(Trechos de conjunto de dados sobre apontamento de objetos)
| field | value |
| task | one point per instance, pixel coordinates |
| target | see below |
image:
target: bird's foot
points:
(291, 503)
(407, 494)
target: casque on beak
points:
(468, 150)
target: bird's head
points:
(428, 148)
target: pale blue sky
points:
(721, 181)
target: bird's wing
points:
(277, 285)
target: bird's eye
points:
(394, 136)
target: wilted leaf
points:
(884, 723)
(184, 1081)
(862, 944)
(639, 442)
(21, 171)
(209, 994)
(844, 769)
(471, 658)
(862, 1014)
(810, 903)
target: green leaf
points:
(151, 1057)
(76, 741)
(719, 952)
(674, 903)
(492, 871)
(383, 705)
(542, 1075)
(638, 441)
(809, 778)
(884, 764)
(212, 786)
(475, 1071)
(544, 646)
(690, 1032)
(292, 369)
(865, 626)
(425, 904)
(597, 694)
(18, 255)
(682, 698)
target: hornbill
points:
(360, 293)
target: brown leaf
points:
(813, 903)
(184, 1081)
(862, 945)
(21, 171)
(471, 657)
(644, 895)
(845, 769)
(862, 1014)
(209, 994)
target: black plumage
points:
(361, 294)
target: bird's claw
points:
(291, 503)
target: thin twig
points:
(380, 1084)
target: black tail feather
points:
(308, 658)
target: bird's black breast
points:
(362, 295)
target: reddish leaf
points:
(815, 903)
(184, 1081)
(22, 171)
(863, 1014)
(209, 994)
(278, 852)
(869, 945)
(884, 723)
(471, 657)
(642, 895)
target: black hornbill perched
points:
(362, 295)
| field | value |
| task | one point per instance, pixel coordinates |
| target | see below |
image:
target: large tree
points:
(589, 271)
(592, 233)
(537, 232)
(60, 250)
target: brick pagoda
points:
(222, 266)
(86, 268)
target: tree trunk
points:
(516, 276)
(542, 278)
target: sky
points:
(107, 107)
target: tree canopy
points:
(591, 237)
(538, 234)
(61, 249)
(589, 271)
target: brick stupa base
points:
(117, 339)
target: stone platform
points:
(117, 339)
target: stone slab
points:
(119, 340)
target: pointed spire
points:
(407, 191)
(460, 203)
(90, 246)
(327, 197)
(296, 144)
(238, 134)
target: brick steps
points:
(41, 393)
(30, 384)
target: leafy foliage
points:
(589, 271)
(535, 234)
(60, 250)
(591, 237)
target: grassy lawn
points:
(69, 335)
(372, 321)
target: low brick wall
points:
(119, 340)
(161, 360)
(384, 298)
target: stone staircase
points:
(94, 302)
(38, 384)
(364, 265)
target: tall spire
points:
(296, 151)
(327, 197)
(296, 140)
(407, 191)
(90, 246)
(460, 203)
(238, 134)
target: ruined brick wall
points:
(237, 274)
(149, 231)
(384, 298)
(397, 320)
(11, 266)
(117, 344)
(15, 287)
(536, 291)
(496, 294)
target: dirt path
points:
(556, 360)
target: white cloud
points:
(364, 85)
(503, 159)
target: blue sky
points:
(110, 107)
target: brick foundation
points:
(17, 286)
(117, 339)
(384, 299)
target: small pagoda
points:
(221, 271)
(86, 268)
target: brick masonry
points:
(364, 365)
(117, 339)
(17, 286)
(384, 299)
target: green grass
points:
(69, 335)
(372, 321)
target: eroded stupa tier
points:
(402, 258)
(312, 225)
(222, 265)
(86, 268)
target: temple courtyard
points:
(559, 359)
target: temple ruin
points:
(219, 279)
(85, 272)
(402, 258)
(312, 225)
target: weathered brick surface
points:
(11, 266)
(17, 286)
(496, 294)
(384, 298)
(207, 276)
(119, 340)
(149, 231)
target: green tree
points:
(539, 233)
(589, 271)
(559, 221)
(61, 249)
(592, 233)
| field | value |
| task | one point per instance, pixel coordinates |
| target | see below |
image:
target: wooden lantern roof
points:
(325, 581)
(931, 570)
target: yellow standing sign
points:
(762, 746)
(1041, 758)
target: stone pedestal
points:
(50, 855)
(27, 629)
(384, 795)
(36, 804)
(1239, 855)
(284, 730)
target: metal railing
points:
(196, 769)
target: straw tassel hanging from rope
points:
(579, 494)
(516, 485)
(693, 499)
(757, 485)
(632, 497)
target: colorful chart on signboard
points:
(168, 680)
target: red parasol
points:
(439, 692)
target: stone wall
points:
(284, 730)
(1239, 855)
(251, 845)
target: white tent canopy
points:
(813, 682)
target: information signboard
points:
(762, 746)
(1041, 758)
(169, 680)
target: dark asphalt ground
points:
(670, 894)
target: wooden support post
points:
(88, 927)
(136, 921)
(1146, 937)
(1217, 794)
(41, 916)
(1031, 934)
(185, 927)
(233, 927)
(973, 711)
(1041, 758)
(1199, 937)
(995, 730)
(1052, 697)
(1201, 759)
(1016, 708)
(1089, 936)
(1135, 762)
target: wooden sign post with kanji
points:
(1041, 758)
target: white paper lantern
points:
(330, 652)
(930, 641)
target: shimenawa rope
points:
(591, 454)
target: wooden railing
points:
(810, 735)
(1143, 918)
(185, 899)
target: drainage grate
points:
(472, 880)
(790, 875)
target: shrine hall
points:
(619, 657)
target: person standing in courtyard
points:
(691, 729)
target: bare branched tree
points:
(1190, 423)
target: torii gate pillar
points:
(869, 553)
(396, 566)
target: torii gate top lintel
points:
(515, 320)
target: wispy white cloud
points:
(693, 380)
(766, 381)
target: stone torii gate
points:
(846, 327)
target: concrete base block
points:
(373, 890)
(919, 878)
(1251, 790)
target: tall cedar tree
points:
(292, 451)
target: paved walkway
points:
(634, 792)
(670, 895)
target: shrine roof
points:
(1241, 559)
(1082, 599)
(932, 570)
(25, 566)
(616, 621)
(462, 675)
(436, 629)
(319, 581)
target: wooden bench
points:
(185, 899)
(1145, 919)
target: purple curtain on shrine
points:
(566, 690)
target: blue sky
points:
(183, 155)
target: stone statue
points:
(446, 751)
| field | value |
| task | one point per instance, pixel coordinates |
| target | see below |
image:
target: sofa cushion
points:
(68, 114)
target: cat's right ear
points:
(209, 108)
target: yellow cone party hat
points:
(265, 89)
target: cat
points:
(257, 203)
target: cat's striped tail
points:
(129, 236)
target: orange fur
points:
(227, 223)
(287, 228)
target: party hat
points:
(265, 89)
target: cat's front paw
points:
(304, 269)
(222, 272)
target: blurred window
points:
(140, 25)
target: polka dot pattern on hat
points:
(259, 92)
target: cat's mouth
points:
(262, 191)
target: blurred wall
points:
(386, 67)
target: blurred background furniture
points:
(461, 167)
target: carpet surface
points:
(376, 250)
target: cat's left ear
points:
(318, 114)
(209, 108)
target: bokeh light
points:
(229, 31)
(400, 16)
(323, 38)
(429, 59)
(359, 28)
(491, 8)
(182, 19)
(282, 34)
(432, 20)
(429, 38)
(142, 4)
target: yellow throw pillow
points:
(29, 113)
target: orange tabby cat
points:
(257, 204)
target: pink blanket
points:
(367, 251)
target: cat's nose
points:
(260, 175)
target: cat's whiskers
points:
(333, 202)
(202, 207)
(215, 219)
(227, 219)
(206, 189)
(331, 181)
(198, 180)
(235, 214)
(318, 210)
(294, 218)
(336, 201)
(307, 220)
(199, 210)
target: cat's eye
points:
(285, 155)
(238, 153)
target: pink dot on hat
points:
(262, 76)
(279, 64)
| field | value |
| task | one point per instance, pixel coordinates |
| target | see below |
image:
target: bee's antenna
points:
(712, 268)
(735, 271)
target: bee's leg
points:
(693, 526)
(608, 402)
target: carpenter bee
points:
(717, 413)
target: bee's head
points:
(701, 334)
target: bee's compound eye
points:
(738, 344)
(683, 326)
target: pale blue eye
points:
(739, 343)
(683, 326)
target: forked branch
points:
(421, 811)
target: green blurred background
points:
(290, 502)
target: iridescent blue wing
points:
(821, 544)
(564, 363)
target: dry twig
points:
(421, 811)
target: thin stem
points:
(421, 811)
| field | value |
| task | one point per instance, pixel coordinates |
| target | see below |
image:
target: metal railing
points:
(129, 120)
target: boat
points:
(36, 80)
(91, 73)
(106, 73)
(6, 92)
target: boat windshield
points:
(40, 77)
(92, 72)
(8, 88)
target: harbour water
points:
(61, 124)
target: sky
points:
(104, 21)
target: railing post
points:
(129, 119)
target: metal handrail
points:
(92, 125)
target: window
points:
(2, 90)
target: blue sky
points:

# [O QUE SE PEDE]
Transcreva em uma tabela Markdown, com as colunas Nº e Linha, as linhas das entradas que vão da que contém "target: railing post" até o fim delas, ambas incluídas. Omita as linhas em branco.

# [SOLUÇÃO]
| Nº | Linha |
|---|---|
| 1 | target: railing post |
| 2 | points: |
| 3 | (129, 119) |
| 4 | target: metal handrail |
| 5 | points: |
| 6 | (92, 125) |
| 7 | target: window |
| 8 | points: |
| 9 | (2, 90) |
| 10 | target: blue sky |
| 11 | points: |